YOUR INSTRUCTIONS: Pick out each line in the records below that contains the string 'single', and copy those lines. Case counts.

MATERIAL FOR THIS EXERCISE:
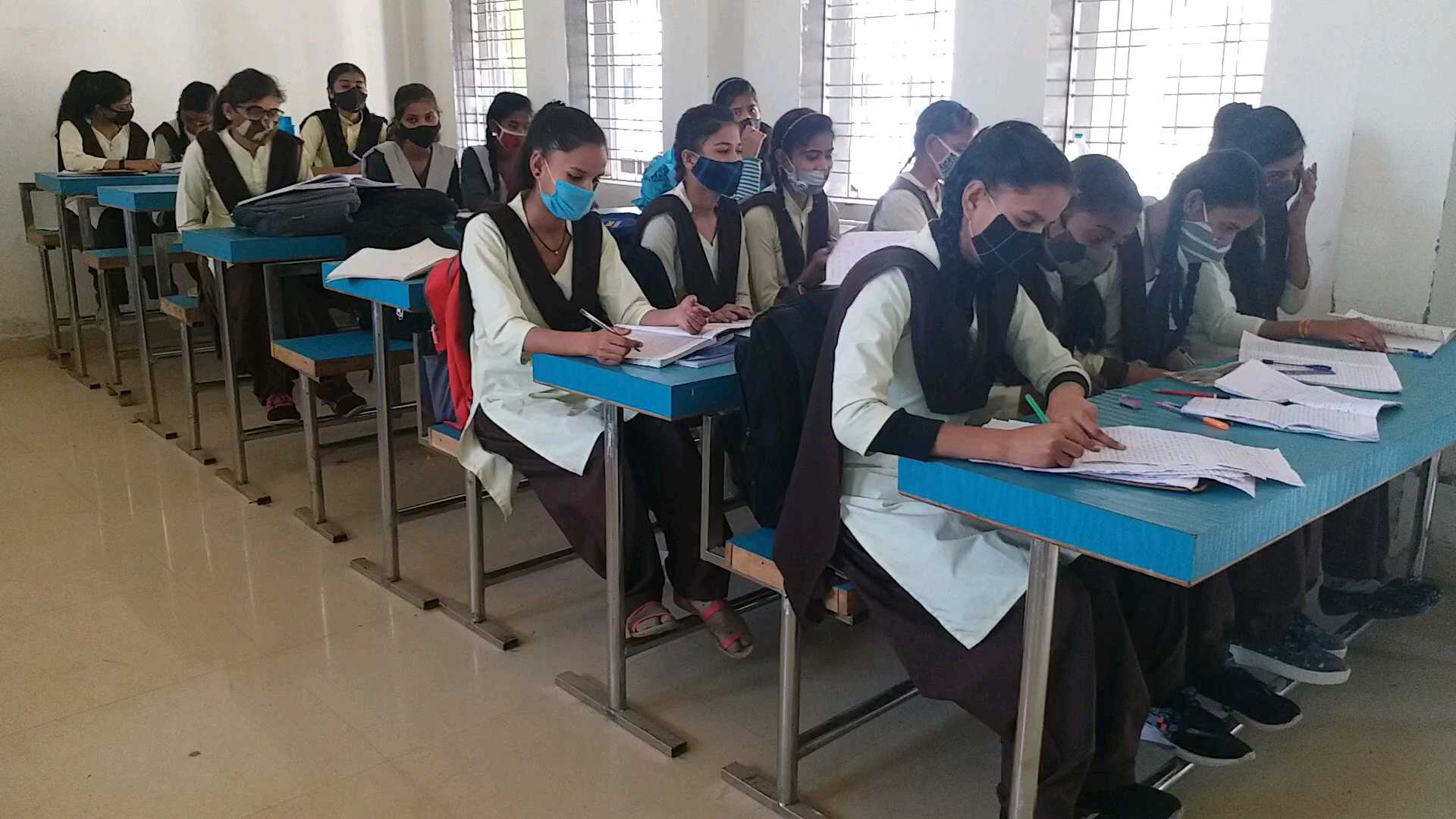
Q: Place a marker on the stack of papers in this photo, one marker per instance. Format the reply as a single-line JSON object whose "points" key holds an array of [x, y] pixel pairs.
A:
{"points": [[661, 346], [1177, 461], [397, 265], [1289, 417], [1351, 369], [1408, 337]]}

* * *

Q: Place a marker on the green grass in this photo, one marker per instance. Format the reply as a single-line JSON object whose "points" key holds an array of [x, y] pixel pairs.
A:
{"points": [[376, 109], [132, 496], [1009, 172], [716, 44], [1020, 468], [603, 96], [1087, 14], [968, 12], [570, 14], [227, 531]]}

OUTPUT FOR THIS EXERCISE:
Q: Place a marker on the stack of papers in this photo, one marker per instance. Format the reply as a single-line JSON object whose "points" key holds an array of [x, y] pixel pairs.
Q: Place a marker on the green grass in this photo, one marker per instance. Format the reply as a single-line JSON object whose "points" key holds an array of [x, y] pixel pairs.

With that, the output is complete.